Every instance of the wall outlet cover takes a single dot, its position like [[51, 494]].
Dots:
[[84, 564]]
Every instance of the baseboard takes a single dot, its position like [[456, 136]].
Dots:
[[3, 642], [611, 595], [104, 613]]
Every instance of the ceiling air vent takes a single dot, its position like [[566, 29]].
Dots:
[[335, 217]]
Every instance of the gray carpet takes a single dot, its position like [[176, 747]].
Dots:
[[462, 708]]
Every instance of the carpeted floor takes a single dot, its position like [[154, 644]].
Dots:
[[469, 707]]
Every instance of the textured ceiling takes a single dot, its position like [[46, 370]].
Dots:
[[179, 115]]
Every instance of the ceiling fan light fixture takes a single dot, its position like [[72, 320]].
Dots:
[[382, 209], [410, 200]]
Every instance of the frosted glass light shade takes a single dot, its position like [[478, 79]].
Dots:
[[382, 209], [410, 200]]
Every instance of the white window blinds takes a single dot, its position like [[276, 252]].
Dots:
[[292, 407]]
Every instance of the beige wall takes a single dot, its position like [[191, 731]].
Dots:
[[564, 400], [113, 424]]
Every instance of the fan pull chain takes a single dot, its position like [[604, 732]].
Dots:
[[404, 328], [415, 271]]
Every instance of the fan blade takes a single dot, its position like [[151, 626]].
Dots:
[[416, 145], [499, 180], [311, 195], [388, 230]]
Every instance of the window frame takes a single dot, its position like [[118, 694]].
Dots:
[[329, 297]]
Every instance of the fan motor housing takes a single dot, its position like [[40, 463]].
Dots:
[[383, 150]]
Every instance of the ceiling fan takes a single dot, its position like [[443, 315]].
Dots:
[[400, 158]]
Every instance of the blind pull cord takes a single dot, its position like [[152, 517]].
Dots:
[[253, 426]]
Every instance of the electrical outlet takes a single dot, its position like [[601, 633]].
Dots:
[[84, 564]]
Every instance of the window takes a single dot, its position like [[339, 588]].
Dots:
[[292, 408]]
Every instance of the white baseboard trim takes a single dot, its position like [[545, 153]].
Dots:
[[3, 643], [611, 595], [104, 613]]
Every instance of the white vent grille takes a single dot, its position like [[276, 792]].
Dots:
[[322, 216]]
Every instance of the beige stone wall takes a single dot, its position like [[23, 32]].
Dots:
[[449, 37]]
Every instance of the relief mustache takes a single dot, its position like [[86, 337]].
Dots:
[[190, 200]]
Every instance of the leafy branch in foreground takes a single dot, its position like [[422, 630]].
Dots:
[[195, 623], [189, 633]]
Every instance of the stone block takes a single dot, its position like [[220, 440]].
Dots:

▶ _TO DO_: Rewrite all the records above, replacing "takes a single dot" with "receives one dot" and leaving everything else unchanged.

▶ _ANSWER BELOW_:
Every instance of the wall outlet cover receives one dot, its position like [[51, 494]].
Dots:
[[84, 564]]
Every instance of the baseboard receives one dot, its position like [[456, 136]].
Dots:
[[3, 642], [611, 595], [104, 613]]
Every instance of the ceiling air vent receives one dot, its position like [[566, 29]].
Dots:
[[335, 217]]
Every instance of the gray carpet receives one dot, its position like [[176, 747]].
Dots:
[[462, 708]]
Every instance of the carpeted floor receives one dot, its position like [[154, 644]].
Dots:
[[469, 707]]
Every instance of the textured ceiling receives one dot, its position like [[46, 370]].
Dots:
[[179, 115]]
Every instance of the ceiling fan light fixture receives one dot, its position like [[72, 320]].
Dots:
[[382, 209], [410, 200]]
Every instance of the frosted glass light shade receives one dot, its position like [[478, 79]].
Dots:
[[382, 209], [410, 200]]
Every instance of the white window blinds receives one dot, its position like [[276, 252]].
Dots:
[[292, 407]]
Every instance of the beige wall receives one dot, its position like [[191, 731]].
Dots:
[[564, 400], [113, 424]]
Every instance of the fan pull chain receives one dot, its position like [[604, 732]].
Dots:
[[404, 328], [415, 271]]
Every instance of the fan blade receives one dot, its position like [[151, 626]].
Dots:
[[416, 145], [499, 180], [311, 195], [388, 230]]
Every instance of the window frame receives one dot, its position like [[118, 694]].
Dots:
[[329, 297]]
Every instance of the fan motor housing receives one dot, its position like [[40, 463]].
Dots:
[[383, 150]]
Every instance of the ceiling fan receives one dot, its position like [[443, 315]].
Dots:
[[400, 158]]
Every instance of the blind pull cord receives one dot, its position like [[152, 517]].
Dots:
[[253, 426]]
Every instance of the electrical outlet receives one dot, its position like [[601, 633]].
Dots:
[[84, 564]]
Every instance of the window receives one dot, its position like [[339, 588]].
Dots:
[[292, 408]]
Every instance of the white baseboard trim receives one dot, its position like [[545, 153]].
Dots:
[[3, 643], [611, 595], [104, 613]]
Every instance of the white vent grille receives one dot, its position like [[276, 792]].
Dots:
[[322, 216]]
Every instance of the beige stone wall receives one dot, its position like [[23, 32]].
Dots:
[[449, 37]]
Every instance of the relief mustache receives one dot, its position like [[86, 337]].
Dots:
[[190, 200]]
Every instance of the leafy branch in foreground receives one dot, its position like [[422, 630]].
Dots:
[[195, 623], [189, 633]]
Every instance of the stone block receives one dot, its position like [[220, 440]].
Dots:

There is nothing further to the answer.